Records excerpted from a collection

---+---

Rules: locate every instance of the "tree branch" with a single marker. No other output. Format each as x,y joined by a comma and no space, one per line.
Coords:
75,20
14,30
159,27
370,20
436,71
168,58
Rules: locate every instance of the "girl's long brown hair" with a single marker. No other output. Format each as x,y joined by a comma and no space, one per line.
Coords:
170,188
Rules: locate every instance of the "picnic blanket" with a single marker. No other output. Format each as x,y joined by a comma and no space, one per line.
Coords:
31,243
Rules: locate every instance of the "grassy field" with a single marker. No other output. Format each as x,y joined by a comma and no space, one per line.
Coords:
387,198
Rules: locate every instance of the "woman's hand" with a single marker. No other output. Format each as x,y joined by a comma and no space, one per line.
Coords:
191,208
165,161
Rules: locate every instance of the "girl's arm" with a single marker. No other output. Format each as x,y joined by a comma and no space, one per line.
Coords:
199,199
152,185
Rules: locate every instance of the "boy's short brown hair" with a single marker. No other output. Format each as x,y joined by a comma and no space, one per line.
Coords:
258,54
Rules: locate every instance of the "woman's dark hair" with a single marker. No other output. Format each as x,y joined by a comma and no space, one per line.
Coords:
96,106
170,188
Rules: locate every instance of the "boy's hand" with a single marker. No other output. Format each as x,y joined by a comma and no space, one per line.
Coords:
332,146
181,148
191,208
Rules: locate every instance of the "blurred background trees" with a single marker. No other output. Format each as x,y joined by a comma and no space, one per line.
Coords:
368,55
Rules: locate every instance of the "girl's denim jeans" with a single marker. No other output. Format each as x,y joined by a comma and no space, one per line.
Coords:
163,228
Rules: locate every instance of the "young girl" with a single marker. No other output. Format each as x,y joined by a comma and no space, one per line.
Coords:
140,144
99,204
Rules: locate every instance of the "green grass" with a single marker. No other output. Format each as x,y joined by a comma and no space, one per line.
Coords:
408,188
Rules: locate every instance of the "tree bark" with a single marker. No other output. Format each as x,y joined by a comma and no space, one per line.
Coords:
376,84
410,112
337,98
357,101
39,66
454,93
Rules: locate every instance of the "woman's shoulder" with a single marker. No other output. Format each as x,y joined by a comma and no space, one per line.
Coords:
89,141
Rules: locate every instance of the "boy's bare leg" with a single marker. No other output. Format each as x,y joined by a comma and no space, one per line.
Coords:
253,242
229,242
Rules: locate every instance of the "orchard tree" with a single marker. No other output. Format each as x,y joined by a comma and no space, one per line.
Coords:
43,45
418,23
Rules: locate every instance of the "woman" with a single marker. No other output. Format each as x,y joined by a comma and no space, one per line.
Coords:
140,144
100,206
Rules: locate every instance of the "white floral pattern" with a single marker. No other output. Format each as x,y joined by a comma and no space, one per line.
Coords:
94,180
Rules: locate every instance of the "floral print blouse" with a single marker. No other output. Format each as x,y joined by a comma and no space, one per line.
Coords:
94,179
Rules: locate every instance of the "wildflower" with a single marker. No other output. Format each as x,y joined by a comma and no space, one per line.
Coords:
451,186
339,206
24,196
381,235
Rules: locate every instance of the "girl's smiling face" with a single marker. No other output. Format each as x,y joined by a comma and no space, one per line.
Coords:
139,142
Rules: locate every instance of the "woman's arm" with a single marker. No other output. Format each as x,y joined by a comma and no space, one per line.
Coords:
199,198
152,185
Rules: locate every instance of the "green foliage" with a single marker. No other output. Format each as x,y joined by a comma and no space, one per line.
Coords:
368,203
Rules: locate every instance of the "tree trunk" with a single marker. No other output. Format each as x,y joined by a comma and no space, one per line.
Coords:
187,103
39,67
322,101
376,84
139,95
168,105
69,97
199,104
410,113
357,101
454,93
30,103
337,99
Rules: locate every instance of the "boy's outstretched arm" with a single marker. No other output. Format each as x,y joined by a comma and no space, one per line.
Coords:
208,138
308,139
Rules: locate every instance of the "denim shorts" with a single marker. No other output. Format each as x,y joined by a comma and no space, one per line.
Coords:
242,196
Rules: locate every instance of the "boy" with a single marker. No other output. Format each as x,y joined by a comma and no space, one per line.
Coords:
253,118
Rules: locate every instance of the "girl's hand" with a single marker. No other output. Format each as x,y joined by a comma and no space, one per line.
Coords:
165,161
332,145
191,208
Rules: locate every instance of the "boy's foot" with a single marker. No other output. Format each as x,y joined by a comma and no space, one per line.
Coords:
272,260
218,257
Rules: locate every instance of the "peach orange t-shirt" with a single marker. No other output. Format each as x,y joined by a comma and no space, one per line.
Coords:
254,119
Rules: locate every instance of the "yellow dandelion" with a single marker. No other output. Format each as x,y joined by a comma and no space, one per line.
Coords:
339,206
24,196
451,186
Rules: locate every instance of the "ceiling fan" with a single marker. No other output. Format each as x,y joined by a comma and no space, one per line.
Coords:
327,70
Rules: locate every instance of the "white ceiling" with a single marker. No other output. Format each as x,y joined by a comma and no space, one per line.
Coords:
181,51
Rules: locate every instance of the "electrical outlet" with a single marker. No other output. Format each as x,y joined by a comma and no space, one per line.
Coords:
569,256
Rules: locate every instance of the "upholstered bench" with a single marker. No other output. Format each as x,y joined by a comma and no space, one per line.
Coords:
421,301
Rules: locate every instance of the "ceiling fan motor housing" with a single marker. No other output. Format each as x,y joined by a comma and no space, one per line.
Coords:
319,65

---+---

> **Description of the task**:
Count the lines above that contain the string "white", treating uppercase and lowercase as different. Reply with the number alone.

> **The answer**:
2